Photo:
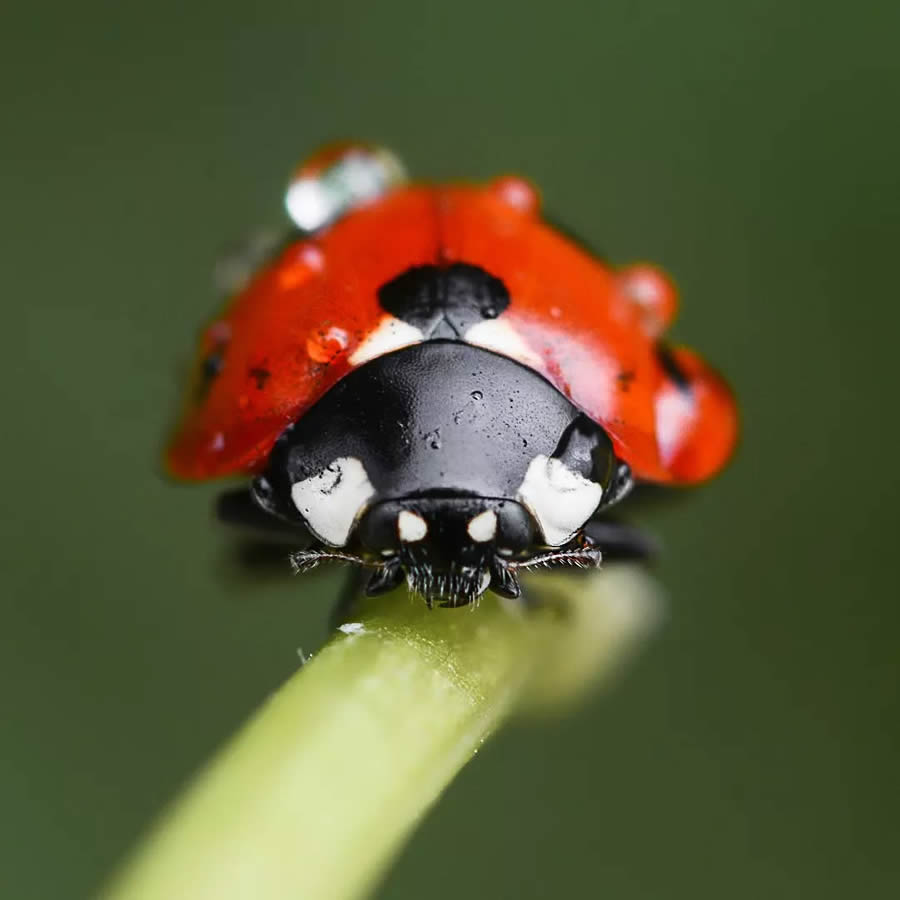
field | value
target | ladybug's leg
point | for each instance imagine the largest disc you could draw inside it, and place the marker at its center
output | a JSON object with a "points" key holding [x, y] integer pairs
{"points": [[619, 541]]}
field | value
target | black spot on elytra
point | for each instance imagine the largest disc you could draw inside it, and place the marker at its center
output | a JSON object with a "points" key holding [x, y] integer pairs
{"points": [[444, 301], [261, 375], [210, 368]]}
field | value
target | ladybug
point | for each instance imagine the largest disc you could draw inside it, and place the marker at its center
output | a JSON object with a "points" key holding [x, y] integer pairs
{"points": [[432, 382]]}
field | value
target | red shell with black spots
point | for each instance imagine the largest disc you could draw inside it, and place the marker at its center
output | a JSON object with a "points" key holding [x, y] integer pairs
{"points": [[590, 329]]}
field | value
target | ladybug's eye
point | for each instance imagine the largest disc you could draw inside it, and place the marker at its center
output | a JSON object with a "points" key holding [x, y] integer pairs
{"points": [[339, 179]]}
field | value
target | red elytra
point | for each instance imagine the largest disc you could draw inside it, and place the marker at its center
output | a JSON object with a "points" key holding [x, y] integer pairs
{"points": [[588, 328]]}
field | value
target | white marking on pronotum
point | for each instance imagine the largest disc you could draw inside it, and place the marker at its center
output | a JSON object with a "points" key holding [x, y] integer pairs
{"points": [[391, 333], [411, 527], [499, 335], [331, 500], [482, 527], [560, 500]]}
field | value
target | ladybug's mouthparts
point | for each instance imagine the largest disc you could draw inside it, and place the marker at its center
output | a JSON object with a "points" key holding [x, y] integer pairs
{"points": [[459, 585]]}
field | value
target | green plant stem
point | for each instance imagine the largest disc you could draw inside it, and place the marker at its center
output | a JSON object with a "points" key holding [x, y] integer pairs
{"points": [[318, 791]]}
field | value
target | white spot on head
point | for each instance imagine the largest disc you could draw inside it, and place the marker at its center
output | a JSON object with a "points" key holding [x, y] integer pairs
{"points": [[411, 527], [498, 335], [390, 334], [483, 527], [331, 501], [560, 500]]}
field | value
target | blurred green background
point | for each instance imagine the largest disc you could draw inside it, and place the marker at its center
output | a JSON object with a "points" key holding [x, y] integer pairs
{"points": [[751, 147]]}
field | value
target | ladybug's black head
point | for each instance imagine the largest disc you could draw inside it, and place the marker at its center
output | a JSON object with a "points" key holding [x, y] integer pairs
{"points": [[448, 547]]}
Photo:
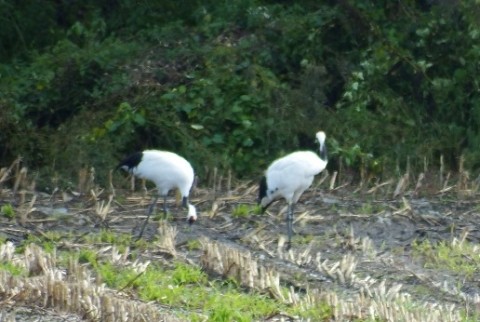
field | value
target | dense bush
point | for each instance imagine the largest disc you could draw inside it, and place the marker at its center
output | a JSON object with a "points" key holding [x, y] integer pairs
{"points": [[236, 84]]}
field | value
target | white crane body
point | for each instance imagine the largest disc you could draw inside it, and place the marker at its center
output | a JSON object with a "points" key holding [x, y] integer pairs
{"points": [[288, 177], [167, 171]]}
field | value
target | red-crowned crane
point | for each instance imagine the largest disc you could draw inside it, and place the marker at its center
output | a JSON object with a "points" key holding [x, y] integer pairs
{"points": [[168, 171], [289, 176]]}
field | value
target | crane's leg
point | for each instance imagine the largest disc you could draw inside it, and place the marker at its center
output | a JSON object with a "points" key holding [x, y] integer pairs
{"points": [[185, 202], [165, 211], [290, 225], [149, 213]]}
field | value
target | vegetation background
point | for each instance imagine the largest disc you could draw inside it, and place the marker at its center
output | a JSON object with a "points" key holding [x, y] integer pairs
{"points": [[235, 84]]}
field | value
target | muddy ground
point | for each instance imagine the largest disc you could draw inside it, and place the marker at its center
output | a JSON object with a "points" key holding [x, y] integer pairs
{"points": [[377, 229]]}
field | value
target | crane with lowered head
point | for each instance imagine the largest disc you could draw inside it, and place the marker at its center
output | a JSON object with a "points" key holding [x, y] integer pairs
{"points": [[289, 176]]}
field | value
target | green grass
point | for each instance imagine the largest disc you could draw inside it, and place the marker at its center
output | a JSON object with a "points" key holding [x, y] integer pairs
{"points": [[14, 270], [7, 211], [460, 257]]}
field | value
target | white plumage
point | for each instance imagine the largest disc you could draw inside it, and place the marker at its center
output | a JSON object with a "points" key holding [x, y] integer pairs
{"points": [[289, 176], [167, 171]]}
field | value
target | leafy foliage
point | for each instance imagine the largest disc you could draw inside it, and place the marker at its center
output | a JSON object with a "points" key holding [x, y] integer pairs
{"points": [[234, 85]]}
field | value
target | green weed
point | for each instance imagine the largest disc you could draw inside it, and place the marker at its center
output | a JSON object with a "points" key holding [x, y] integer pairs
{"points": [[7, 211], [14, 270], [460, 257], [243, 211]]}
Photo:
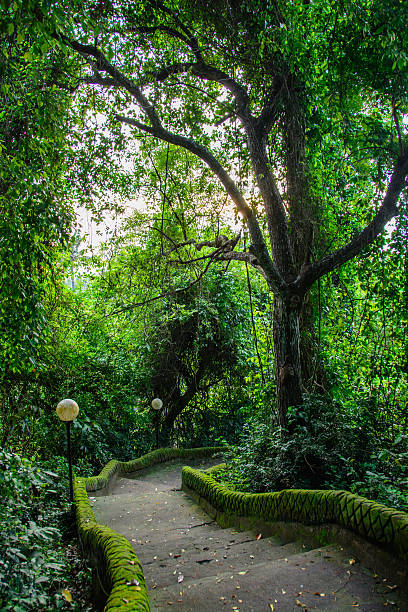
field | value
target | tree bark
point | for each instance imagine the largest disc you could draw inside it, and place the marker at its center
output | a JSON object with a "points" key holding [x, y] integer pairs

§ **Written task**
How many lines in the rows above contain the string "head", counting only matches with the same case? Give only the number.

§ **Answer to this problem**
3